Records from a dataset
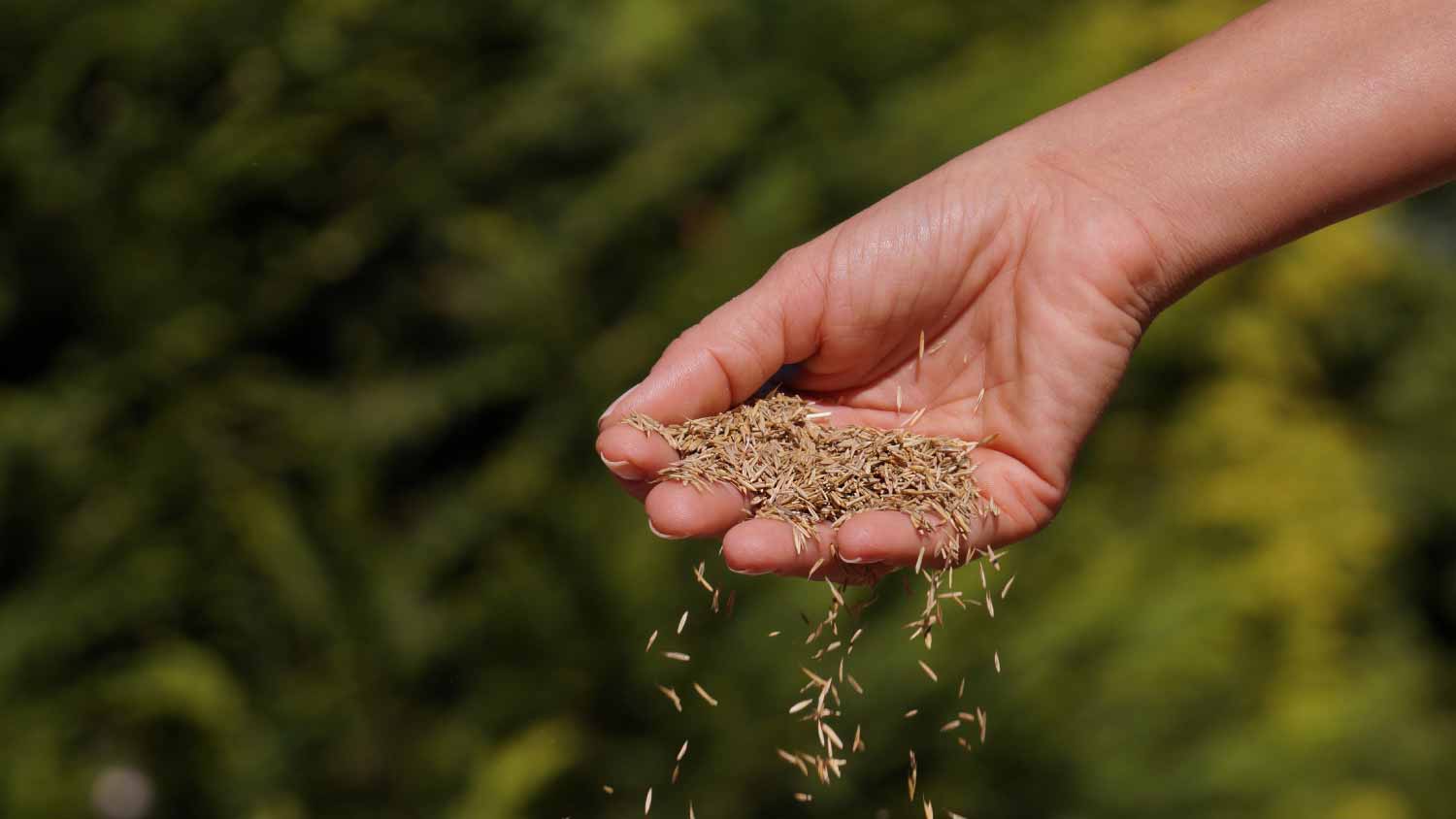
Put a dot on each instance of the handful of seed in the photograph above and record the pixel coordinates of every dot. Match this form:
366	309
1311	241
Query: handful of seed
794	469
--
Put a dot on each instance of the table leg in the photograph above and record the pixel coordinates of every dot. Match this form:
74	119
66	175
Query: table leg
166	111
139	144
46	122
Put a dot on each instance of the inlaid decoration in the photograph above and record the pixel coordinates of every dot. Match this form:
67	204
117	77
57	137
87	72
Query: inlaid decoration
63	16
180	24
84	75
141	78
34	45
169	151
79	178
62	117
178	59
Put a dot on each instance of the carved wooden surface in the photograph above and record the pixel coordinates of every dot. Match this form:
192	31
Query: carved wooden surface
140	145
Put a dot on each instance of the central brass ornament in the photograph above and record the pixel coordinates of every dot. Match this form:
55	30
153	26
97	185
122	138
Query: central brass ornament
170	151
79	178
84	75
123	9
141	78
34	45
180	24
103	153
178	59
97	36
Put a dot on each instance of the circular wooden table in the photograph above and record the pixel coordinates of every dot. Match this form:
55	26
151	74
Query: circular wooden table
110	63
...
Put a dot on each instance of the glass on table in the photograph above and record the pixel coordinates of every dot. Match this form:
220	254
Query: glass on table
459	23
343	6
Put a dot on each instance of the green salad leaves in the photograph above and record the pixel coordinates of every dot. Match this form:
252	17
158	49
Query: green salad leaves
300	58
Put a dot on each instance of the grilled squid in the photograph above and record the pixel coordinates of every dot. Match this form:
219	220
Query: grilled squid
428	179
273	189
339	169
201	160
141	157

WORK REQUEST ▸
Copy every line of the records above that contains "each".

THE ANSWER ▸
Put a dot on each instance of the handful of seed in the photograph above and record the pixel coordinates of every dot. Match this form:
Put a dot on each instance of the table leg in the photograph above and record the pixel coordinates of every dot. Match this form:
Put a dot on each instance of the inlaid decoration in the photograph above and record the pixel coordinates of every dot. Match this form:
Put a dot on each instance of the carved wooden surface in the photograph above and record the pixel coordinates of every dot. Match this form:
Put a dot on each instance of the central brass ornament in the photograph above and record the pixel coordinates of every dot. Match this form:
Put a dot on each instance of the circular wooden table in the photograph above and record the pixel coordinates of every dot. Match this form:
Put a dot on each instance of the glass on table in the photograph above and record the pixel coordinates of every dot. Match this form:
Put a dot on each instance of the green salad leaves in the photograph above and record the pixel coordinates of every dot. Match this form:
Put a dot on each instance of the grilled squid in the photograph above and record the pixel coordinates of every dot. Match this form:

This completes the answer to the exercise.